▶ _Task to carry out_
Please transcribe the entries that follow exactly as they stand, skipping each picture.

▶ _Excerpted records_

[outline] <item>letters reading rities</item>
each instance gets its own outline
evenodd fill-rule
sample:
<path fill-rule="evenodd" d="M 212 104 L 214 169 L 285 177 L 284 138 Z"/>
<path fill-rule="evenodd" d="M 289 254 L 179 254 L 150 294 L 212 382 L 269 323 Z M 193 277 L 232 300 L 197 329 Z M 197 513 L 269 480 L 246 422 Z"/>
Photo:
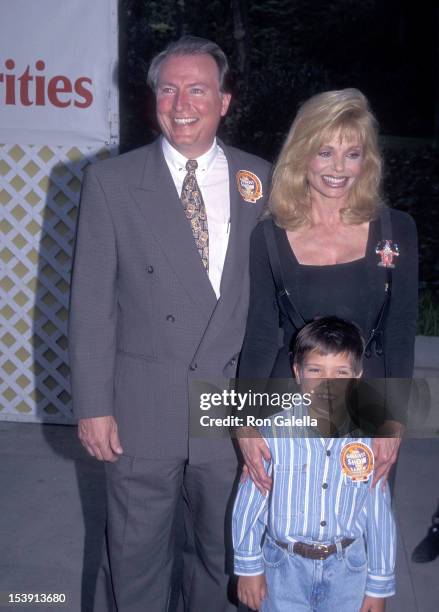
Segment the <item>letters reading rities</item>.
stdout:
<path fill-rule="evenodd" d="M 47 77 L 42 73 L 46 64 L 39 59 L 35 62 L 35 74 L 30 65 L 17 75 L 15 61 L 7 59 L 4 63 L 5 72 L 0 72 L 0 104 L 9 106 L 46 106 L 51 104 L 57 108 L 76 106 L 88 108 L 93 102 L 89 77 L 81 76 L 75 80 L 57 74 Z"/>

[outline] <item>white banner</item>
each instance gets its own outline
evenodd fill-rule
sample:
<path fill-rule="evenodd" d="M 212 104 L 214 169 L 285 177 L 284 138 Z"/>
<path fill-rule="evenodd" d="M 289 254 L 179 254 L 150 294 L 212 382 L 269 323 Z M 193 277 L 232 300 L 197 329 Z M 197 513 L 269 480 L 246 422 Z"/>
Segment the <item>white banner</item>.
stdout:
<path fill-rule="evenodd" d="M 71 423 L 83 171 L 118 144 L 117 0 L 0 0 L 0 421 Z"/>
<path fill-rule="evenodd" d="M 116 0 L 0 0 L 0 142 L 116 142 L 116 57 Z"/>

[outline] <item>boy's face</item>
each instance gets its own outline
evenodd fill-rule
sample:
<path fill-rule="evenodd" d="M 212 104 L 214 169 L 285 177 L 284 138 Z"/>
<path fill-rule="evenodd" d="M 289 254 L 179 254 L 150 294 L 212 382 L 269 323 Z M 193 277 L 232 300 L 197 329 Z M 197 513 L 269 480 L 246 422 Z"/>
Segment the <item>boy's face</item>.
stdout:
<path fill-rule="evenodd" d="M 360 378 L 350 353 L 322 355 L 309 351 L 303 362 L 293 366 L 302 393 L 311 394 L 310 416 L 338 427 L 346 420 L 346 391 L 349 379 Z"/>

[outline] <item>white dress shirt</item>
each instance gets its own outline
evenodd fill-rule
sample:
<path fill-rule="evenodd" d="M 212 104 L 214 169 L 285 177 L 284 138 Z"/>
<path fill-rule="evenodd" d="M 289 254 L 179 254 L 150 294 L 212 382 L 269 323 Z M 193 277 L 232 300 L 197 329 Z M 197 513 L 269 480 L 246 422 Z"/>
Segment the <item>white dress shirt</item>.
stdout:
<path fill-rule="evenodd" d="M 180 197 L 187 174 L 187 158 L 174 149 L 166 138 L 162 138 L 162 150 Z M 219 298 L 230 233 L 229 168 L 224 151 L 216 139 L 206 153 L 195 159 L 198 162 L 195 175 L 206 207 L 209 230 L 209 280 Z"/>

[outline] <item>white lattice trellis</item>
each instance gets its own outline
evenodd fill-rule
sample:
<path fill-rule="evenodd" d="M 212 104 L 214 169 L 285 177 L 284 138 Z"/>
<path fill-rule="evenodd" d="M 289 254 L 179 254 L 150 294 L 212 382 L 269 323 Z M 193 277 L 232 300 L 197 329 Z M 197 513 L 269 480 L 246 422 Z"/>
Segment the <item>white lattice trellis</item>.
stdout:
<path fill-rule="evenodd" d="M 0 419 L 71 422 L 67 316 L 84 167 L 107 148 L 0 145 Z"/>

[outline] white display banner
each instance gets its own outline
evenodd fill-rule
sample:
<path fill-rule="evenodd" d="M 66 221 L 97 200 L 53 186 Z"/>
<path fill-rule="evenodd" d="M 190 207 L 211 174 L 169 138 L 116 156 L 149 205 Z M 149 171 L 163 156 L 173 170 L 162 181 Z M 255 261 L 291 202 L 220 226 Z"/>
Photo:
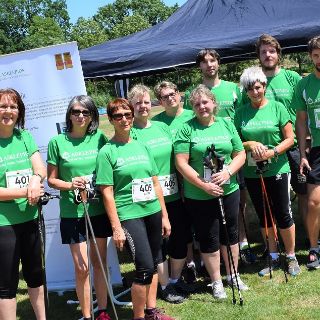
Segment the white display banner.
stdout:
<path fill-rule="evenodd" d="M 17 90 L 26 106 L 26 128 L 35 138 L 44 160 L 49 140 L 64 131 L 65 113 L 75 95 L 86 94 L 76 42 L 0 56 L 0 88 Z M 51 194 L 54 189 L 47 188 Z M 75 288 L 68 245 L 61 244 L 59 202 L 43 207 L 46 225 L 46 276 L 48 290 Z M 112 283 L 121 284 L 118 257 L 108 242 Z"/>

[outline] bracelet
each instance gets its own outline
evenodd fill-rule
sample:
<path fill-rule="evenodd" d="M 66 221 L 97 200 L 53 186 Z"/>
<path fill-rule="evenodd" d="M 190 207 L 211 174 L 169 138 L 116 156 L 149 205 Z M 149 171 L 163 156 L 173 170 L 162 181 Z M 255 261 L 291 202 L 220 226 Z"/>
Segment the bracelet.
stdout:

▶ _Exercise result_
[outline] <item>letters reading rities</item>
each instance gets its own outline
evenodd fill-rule
sample:
<path fill-rule="evenodd" d="M 212 104 L 214 169 L 285 177 L 284 138 Z"/>
<path fill-rule="evenodd" d="M 289 254 L 179 254 L 150 294 L 212 382 L 269 323 Z M 193 277 L 232 300 L 197 329 Z M 197 513 L 269 480 L 246 422 Z"/>
Photo:
Segment the <item>letters reading rities</item>.
stdout:
<path fill-rule="evenodd" d="M 47 77 L 42 73 L 46 64 L 39 59 L 35 62 L 35 74 L 30 65 L 17 75 L 15 61 L 7 59 L 4 63 L 5 72 L 0 72 L 0 104 L 9 106 L 46 106 L 51 104 L 57 108 L 76 106 L 88 108 L 93 102 L 89 77 L 81 76 L 75 80 L 57 74 Z"/>

[outline] <item>white banner</item>
each instance gets its own outline
evenodd fill-rule
sample:
<path fill-rule="evenodd" d="M 212 104 L 214 169 L 285 177 L 284 138 Z"/>
<path fill-rule="evenodd" d="M 289 254 L 179 254 L 150 294 L 212 382 L 269 323 Z M 193 277 L 232 300 L 197 329 Z M 197 513 L 269 480 L 246 422 Z"/>
Segment the <item>white banner</item>.
stdout:
<path fill-rule="evenodd" d="M 71 423 L 83 171 L 118 144 L 117 0 L 0 0 L 0 421 Z"/>
<path fill-rule="evenodd" d="M 116 0 L 0 0 L 0 142 L 116 142 L 116 57 Z"/>

[outline] <item>boy's face</item>
each instance gets its own outline
evenodd fill-rule
sample:
<path fill-rule="evenodd" d="M 212 104 L 214 169 L 285 177 L 284 138 Z"/>
<path fill-rule="evenodd" d="M 289 254 L 179 254 L 150 294 L 212 382 L 269 323 Z M 193 277 L 232 300 L 197 329 Z M 197 513 L 269 480 L 246 422 Z"/>
Segment the <item>boy's face</item>.
stdout:
<path fill-rule="evenodd" d="M 360 378 L 350 353 L 322 355 L 309 351 L 303 362 L 293 366 L 302 393 L 311 394 L 310 416 L 338 427 L 346 420 L 346 391 L 349 379 Z"/>

[outline] <item>white dress shirt</item>
each instance gets its own outline
evenodd fill-rule
sample:
<path fill-rule="evenodd" d="M 212 104 L 214 169 L 285 177 L 284 138 Z"/>
<path fill-rule="evenodd" d="M 289 254 L 179 254 L 150 294 L 212 382 L 269 323 Z M 193 277 L 232 300 L 197 329 Z M 197 513 L 269 480 L 246 422 Z"/>
Segment the <item>white dress shirt</item>.
stdout:
<path fill-rule="evenodd" d="M 180 197 L 187 174 L 187 158 L 174 149 L 166 138 L 162 138 L 162 150 Z M 219 298 L 230 233 L 229 168 L 224 151 L 216 139 L 206 153 L 195 159 L 198 162 L 195 175 L 206 207 L 209 230 L 209 280 Z"/>

[outline] <item>white lattice trellis</item>
each instance gets its own outline
evenodd fill-rule
sample:
<path fill-rule="evenodd" d="M 212 104 L 214 169 L 285 177 L 284 138 Z"/>
<path fill-rule="evenodd" d="M 289 254 L 179 254 L 150 294 L 212 382 L 269 323 Z M 193 277 L 232 300 L 197 329 Z M 197 513 L 269 480 L 246 422 Z"/>
Segment the <item>white lattice trellis</item>.
stdout:
<path fill-rule="evenodd" d="M 0 419 L 71 422 L 67 316 L 84 167 L 107 148 L 0 145 Z"/>

[outline] white display banner
each instance gets its own outline
evenodd fill-rule
sample:
<path fill-rule="evenodd" d="M 66 221 L 97 200 L 53 186 Z"/>
<path fill-rule="evenodd" d="M 190 207 L 211 174 L 169 138 L 116 156 L 149 205 Z M 149 171 L 163 156 L 173 170 L 162 181 Z M 255 261 L 291 202 L 220 226 Z"/>
Photo:
Segment the white display banner.
stdout:
<path fill-rule="evenodd" d="M 17 90 L 26 106 L 26 128 L 35 138 L 44 160 L 49 140 L 64 131 L 65 113 L 75 95 L 86 94 L 76 42 L 0 56 L 0 88 Z M 51 194 L 54 189 L 47 188 Z M 75 288 L 68 245 L 61 244 L 59 202 L 43 207 L 46 225 L 46 276 L 48 290 Z M 112 283 L 121 284 L 118 257 L 108 242 Z"/>

[outline] bracelet
each instance gets its own outline
evenodd fill-rule
sample:
<path fill-rule="evenodd" d="M 66 221 L 97 200 L 53 186 Z"/>
<path fill-rule="evenodd" d="M 190 207 L 211 174 L 169 138 L 116 156 L 149 205 Z M 149 171 L 163 156 L 173 170 L 162 181 Z M 255 261 L 291 202 L 220 226 Z"/>
Segment the bracelet.
stdout:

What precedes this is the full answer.